Task:
Copy out the items below with "locate" substituted for each occurrence of "pinpoint", keeping every other character the same.

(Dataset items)
## Begin

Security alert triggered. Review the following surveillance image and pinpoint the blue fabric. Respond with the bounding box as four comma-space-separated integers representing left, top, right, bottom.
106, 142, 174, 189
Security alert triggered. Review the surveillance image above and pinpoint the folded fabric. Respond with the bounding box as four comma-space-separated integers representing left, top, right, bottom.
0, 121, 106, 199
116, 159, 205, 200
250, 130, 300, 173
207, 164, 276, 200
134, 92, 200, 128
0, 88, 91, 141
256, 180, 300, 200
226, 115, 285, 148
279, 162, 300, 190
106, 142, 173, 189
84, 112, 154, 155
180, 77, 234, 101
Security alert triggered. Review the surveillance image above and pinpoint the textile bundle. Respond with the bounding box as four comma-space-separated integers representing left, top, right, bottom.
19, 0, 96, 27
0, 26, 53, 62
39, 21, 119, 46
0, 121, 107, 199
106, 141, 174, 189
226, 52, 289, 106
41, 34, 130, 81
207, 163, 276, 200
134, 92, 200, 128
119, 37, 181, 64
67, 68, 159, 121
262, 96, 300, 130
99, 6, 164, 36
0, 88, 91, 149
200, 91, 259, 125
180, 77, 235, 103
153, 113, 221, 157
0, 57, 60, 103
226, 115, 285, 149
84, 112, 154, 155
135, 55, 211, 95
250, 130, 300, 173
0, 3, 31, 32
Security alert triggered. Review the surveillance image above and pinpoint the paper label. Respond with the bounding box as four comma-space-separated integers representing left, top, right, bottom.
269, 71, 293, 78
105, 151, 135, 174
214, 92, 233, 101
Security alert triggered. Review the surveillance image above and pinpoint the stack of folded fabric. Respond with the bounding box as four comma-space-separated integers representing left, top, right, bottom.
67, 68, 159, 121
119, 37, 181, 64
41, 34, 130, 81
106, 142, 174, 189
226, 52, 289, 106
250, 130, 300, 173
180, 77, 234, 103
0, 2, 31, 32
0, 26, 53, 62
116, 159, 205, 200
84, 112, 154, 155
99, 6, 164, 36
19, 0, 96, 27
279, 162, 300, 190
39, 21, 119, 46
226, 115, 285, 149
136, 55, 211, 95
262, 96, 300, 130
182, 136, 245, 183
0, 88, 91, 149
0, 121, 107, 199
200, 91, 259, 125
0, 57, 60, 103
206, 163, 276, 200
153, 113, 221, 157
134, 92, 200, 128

## End

Answer for this exercise:
Security alert triggered. Review the following surveillance image and locate the blue fabric. Respond with the bounding box as four comma-space-separated integers representing left, top, right, bottom.
106, 142, 174, 189
Security alert triggered. Review the surveillance image above and locate the folded fabric. Respond with the bounding box as four comma-space-separated integers representing left, top, right, bottom.
0, 121, 106, 199
116, 159, 205, 200
250, 130, 300, 173
207, 164, 276, 200
134, 92, 200, 128
0, 88, 91, 141
256, 180, 300, 200
226, 115, 285, 148
279, 162, 300, 190
106, 142, 173, 189
84, 112, 154, 155
180, 77, 234, 101
Security alert triggered. Review the surveillance image above and locate the textile bundle. Respond with the bounding box as four comma-space-separated integers representing left, top, right, bottom.
19, 0, 96, 27
0, 26, 53, 62
39, 21, 119, 46
0, 121, 107, 199
106, 141, 174, 189
226, 52, 289, 106
41, 34, 130, 81
207, 163, 276, 200
134, 92, 200, 128
119, 37, 181, 64
67, 68, 159, 121
262, 96, 300, 130
99, 6, 164, 36
0, 88, 91, 149
200, 91, 259, 125
180, 77, 235, 103
153, 113, 221, 157
0, 57, 60, 103
226, 115, 285, 149
84, 112, 154, 155
135, 55, 211, 95
250, 130, 300, 173
0, 3, 31, 32
Security alert triggered. Review the surveillance image above and locate the paper label. Respond with the bounding box as four comma-space-separated integers representing left, top, right, bottom.
269, 71, 293, 78
105, 151, 135, 174
214, 92, 233, 101
Security alert triggered. Review the surveillance image above and locate the stack of folded fabric. Respond with the bounding box as four comma-space-separated integers representing left, top, right, bottom.
67, 68, 159, 121
119, 37, 181, 64
41, 34, 130, 81
106, 142, 174, 189
226, 52, 289, 106
250, 130, 300, 173
180, 77, 234, 103
0, 2, 31, 32
0, 26, 53, 62
116, 159, 205, 200
84, 112, 154, 155
99, 6, 164, 36
19, 0, 96, 27
279, 162, 300, 190
39, 21, 119, 46
226, 115, 285, 149
136, 55, 211, 95
262, 96, 300, 130
182, 136, 245, 183
0, 88, 91, 149
0, 121, 107, 199
200, 91, 259, 125
0, 57, 60, 103
206, 163, 276, 200
153, 113, 221, 157
134, 92, 200, 128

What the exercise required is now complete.